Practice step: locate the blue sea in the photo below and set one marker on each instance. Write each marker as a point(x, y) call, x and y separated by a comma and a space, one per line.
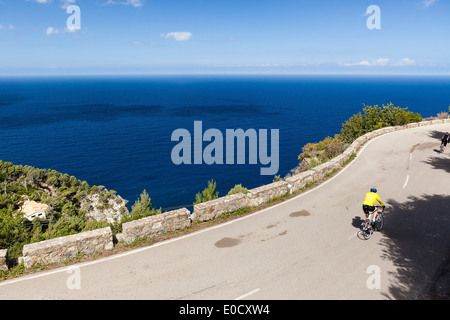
point(116, 130)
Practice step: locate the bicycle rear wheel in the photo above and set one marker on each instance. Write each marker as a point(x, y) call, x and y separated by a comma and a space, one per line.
point(365, 233)
point(380, 221)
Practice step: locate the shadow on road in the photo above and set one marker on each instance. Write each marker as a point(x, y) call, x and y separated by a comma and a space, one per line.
point(416, 237)
point(439, 163)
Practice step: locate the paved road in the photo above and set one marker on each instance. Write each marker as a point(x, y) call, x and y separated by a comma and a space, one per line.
point(304, 248)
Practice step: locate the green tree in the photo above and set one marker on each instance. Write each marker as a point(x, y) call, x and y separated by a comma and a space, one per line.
point(142, 207)
point(209, 193)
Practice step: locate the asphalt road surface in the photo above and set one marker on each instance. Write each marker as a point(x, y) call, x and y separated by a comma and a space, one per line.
point(303, 248)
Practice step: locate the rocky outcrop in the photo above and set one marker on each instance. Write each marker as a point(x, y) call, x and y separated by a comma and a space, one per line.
point(105, 206)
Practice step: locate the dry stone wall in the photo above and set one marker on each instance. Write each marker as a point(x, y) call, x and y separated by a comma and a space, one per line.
point(3, 260)
point(97, 241)
point(156, 225)
point(69, 247)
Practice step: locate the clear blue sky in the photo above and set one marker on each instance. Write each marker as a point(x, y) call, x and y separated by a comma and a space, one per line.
point(224, 36)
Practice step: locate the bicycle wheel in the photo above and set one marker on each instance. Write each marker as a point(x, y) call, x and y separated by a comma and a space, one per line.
point(365, 233)
point(380, 221)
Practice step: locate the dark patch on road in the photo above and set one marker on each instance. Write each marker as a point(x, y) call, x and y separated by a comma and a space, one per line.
point(227, 243)
point(302, 213)
point(424, 146)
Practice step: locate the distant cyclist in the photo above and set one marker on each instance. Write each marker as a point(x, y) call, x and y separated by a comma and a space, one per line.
point(369, 204)
point(444, 140)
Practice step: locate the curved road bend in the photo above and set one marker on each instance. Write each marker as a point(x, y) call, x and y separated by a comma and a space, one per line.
point(304, 248)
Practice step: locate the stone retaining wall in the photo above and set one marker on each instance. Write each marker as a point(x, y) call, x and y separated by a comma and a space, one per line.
point(4, 260)
point(211, 209)
point(63, 248)
point(156, 225)
point(97, 241)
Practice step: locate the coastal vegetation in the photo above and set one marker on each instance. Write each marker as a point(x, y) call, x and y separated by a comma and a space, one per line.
point(371, 118)
point(209, 193)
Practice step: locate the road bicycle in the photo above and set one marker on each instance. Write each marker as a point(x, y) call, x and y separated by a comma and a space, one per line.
point(367, 227)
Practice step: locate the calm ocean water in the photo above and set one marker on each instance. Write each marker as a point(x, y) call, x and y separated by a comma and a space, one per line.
point(116, 131)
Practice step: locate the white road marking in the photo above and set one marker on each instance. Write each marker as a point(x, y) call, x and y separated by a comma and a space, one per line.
point(247, 294)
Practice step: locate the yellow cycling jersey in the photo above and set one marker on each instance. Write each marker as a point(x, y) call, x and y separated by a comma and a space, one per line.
point(371, 198)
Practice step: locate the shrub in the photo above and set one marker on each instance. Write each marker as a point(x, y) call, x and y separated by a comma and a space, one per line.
point(207, 194)
point(238, 189)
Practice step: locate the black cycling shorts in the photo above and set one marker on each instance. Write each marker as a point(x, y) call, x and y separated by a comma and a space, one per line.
point(368, 209)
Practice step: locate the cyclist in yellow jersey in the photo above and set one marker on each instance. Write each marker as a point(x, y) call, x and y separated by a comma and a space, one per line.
point(369, 204)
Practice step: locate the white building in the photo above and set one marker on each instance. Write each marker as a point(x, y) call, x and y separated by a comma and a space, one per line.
point(33, 209)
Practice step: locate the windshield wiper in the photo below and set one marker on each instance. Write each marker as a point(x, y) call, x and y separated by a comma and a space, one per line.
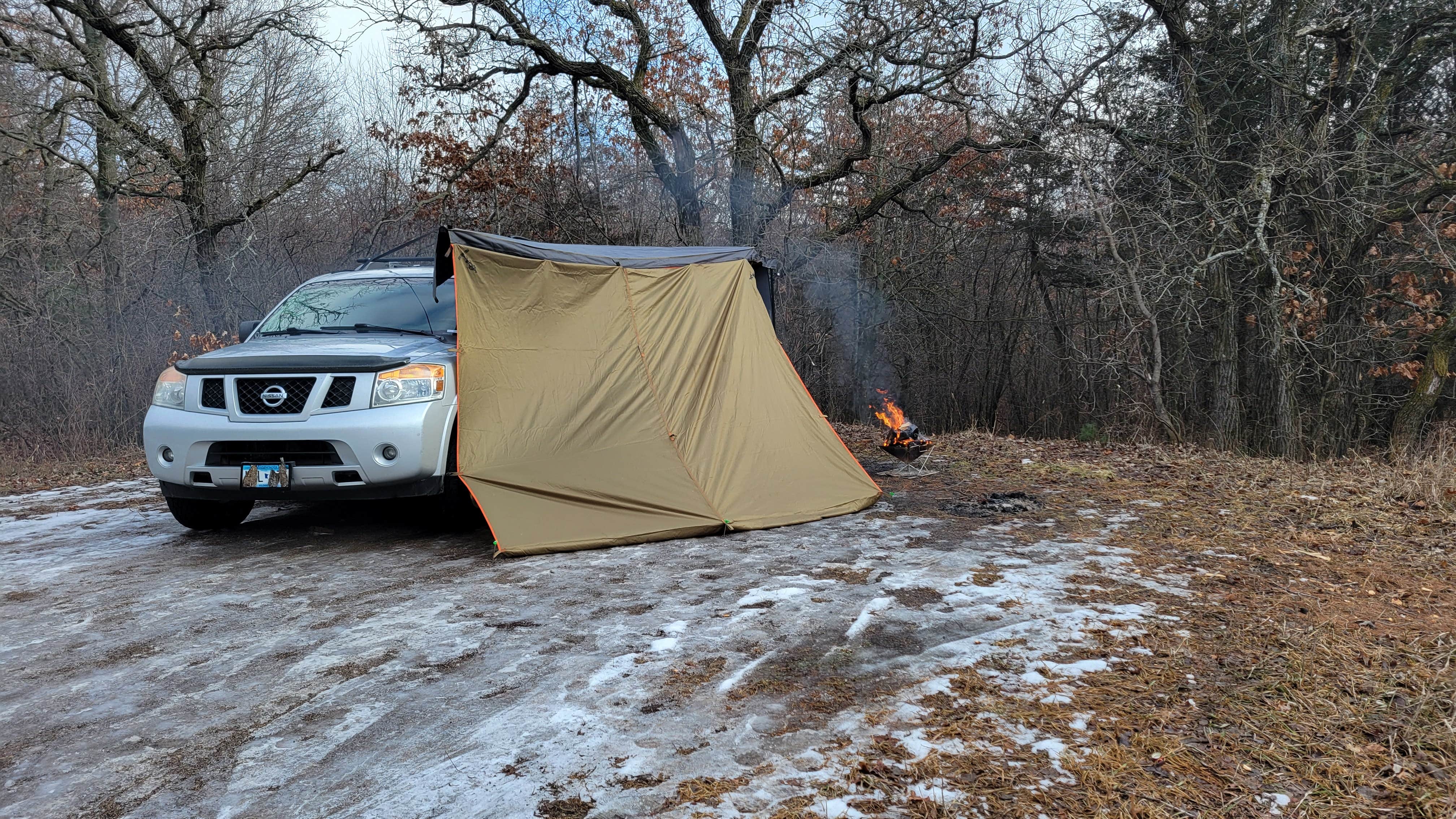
point(298, 332)
point(382, 329)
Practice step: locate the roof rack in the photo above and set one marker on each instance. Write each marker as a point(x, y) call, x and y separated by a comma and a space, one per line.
point(394, 261)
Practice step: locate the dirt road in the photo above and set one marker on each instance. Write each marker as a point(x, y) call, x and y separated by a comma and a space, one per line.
point(344, 662)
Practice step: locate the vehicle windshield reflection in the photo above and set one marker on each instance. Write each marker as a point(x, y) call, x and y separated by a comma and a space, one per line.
point(398, 302)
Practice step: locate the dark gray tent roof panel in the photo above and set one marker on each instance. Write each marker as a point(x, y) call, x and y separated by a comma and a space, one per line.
point(615, 256)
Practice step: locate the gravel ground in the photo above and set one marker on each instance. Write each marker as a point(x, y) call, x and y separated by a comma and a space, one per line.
point(341, 661)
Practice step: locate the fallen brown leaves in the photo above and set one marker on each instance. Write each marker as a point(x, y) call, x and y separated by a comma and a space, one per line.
point(1317, 658)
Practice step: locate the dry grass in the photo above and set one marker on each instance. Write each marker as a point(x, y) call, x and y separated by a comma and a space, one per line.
point(1317, 658)
point(28, 473)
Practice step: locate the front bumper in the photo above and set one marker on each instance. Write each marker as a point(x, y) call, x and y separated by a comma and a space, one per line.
point(419, 432)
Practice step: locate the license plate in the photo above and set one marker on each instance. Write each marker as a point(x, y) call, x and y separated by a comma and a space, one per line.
point(265, 476)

* _PERMINTAAN TERTULIS_
Salin ulang seluruh catatan di atas baris demi baris tanpa mengubah apa pun, tetapi jangan ikutkan gambarnya dalam jawaban.

* _HASIL LATIHAN_
Practice step: locate the blue sea in the photo below and set one marker on each instance. Write each marker as a point(x, y) call, x and y separated by a comma and a space, one per line.
point(116, 130)
Practice step: locate the bicycle rear wheel in the photo above and set one marker on each instance. Write each marker as a point(x, y) call, x and y separated by a comma and a space, one per line.
point(365, 233)
point(380, 221)
Practice step: locate the shadow on road in the photo above and set one marker on each instance. Write each marker as a point(x, y) call, x and y separated by a comma and a space, one per line.
point(416, 237)
point(439, 163)
Practice step: locate the paved road in the photo above and set one marker on each instance. Write each marker as a point(x, y) call, x and y separated by a comma and a space, one per line.
point(304, 248)
Practice step: locate the green tree in the photo above and set one marker on each instance. Write each marker as a point(x, y) call, x and y separated by a comma and a space, one per line.
point(142, 207)
point(209, 193)
Practice step: locate the asphalt road surface in the photo above and set one marker on each instance. Write each marker as a point(x, y) call, x and y separated by a comma and a space, one per line.
point(303, 248)
Practice step: locate the rocky outcrop in the photo above and set one marker on each instance. Write each marker as a point(x, y) call, x and y separated by a comma and a space, one per line.
point(105, 206)
Practice step: locate the dry stone wall in the photo above and set one marker on each instance. Write each marker as a point(x, y) call, x and y separated by a comma and a space, one per line.
point(3, 260)
point(97, 241)
point(156, 225)
point(69, 247)
Practice step: locate the clear blue sky in the photo above and set one marker on each instance. Write each marker as a point(x, y) call, x and y separated by a comma and a space, one per line.
point(224, 36)
Practice step: locate the bicycle wheel in the photo above and set one marker on each instance. Write each marker as a point(x, y) call, x and y separated by a comma and a space, one per line.
point(365, 233)
point(380, 221)
Practice step: locate the dark patch on road in the photo above and set one marker on each instance. Write each marker as a point(x, y) call, x and y separated by a comma and a space, one per line.
point(227, 243)
point(302, 213)
point(424, 146)
Practice step: locate the distant cyclist in the photo above and set one marker on each instance. Write each marker as a point(x, y) call, x and y separated by a comma and a space, one per line.
point(369, 204)
point(444, 140)
Practice step: locate the curved road bend in the photo above and set one marker on each instance. Write each marker as a point(x, y) call, x and y separated by a comma and a space, one per line.
point(304, 248)
Practice step: locate the stone retaining wall in the photo above and set one marker on each instance. Write each marker as a point(x, y) call, x and y separated by a comma and a space, one per line.
point(4, 260)
point(211, 209)
point(63, 248)
point(156, 225)
point(97, 241)
Practice step: locate the coastal vegetation in the photo above and set one marker on each instance. Write each marker as a point(x, y) call, x and y separated by a comma and a space, one per line.
point(371, 118)
point(209, 193)
Practice step: locate the road bicycle in the photo above and set one marker on each instance. Write each marker as a point(x, y) call, x and y separated by a comma and a space, one per line.
point(367, 227)
Practice step: locate the calm ocean water in the photo above and set one marker on each instance. Write each marker as a point(x, y) call, x and y separated by a comma and a space, one per line.
point(116, 131)
Practice step: locate the white road marking in the photo above and set one marker on each instance. Write each marker as a point(x, y) call, x and y separated by a comma and a space, one per line.
point(247, 294)
Practice step: locate the yellow cycling jersey in the photo above and set one marker on each instance. Write each marker as a point(x, y) call, x and y separated by a comma and a space, one per line.
point(371, 198)
Practice step: locate the shrub in the photo above and set one marker on each instance. Write each marker as a point(x, y) call, x and y separated by a comma and a space, one per line.
point(207, 194)
point(238, 189)
Practice step: locate the black cycling shorts in the photo above and set one marker on each instance. Write each marker as a point(x, y) call, x and y separated by a comma and a space, one per line.
point(368, 209)
Practice step: locate the cyclist in yellow jersey in the photo above and set one marker on each instance. Write each marker as a point(x, y) call, x and y separated by a comma and a space, one per line.
point(369, 204)
Practice step: locate the white building in the photo above and set one marker on each instance. Write each marker as a point(x, y) call, x and y separated by a comma and a space, one per line.
point(33, 209)
Practice step: locate the windshield wiper in the photo below and set one marker on each instance. Write each marker as a point(x, y) call, x and y separated by a comma and a space, one per line.
point(298, 332)
point(382, 329)
Practice step: locate the roof rack in the photo above and set one marker on each instance. Write each marker as a point(x, y) call, x and y separated by a comma and a space, one per line.
point(394, 261)
Practice step: locate the dirt road in the photo above and set one marker on each instance. Write each marker as a point(x, y) call, x and y separated by a comma and a space, one per line.
point(344, 662)
Practice step: locate the vehicle windshield reflection in the photo above and set one marker on each instance. Write each marker as a point(x, y) call, x and y separated by a comma and a space, one per line.
point(398, 302)
Practice step: locate the dark gray tent roof panel in the photo above and set one marker on each instance. Write each marker as a point(x, y) call, x and y separated by a comma and a space, one per line.
point(615, 256)
Practice step: locate the gravel ground in the photo above and set one marker on each instance. Write each marker as a point(x, y) call, x and y separated by a comma and a space, one per line.
point(341, 661)
Practice step: locate the fallen brown leaves in the photo above and set one marker on each instance. Write each marker as a point(x, y) call, x and y separated by a comma and a space, one per line.
point(1317, 658)
Practice step: locate the dry grass in the photo above and set one marker on each instance. Write each marker as a point(x, y) call, x and y separated by a comma and a space, one per line.
point(1317, 658)
point(28, 473)
Practice step: locate the front bumper in the photo above and set one marker on each instance. Write each marker as a point(x, y) call, x and y separated by a comma and a space, one per line.
point(419, 432)
Practice step: locate the license plate in the photo above and set one marker on each instance. Write each marker as a point(x, y) call, x and y separated by a comma and a space, one per line.
point(265, 476)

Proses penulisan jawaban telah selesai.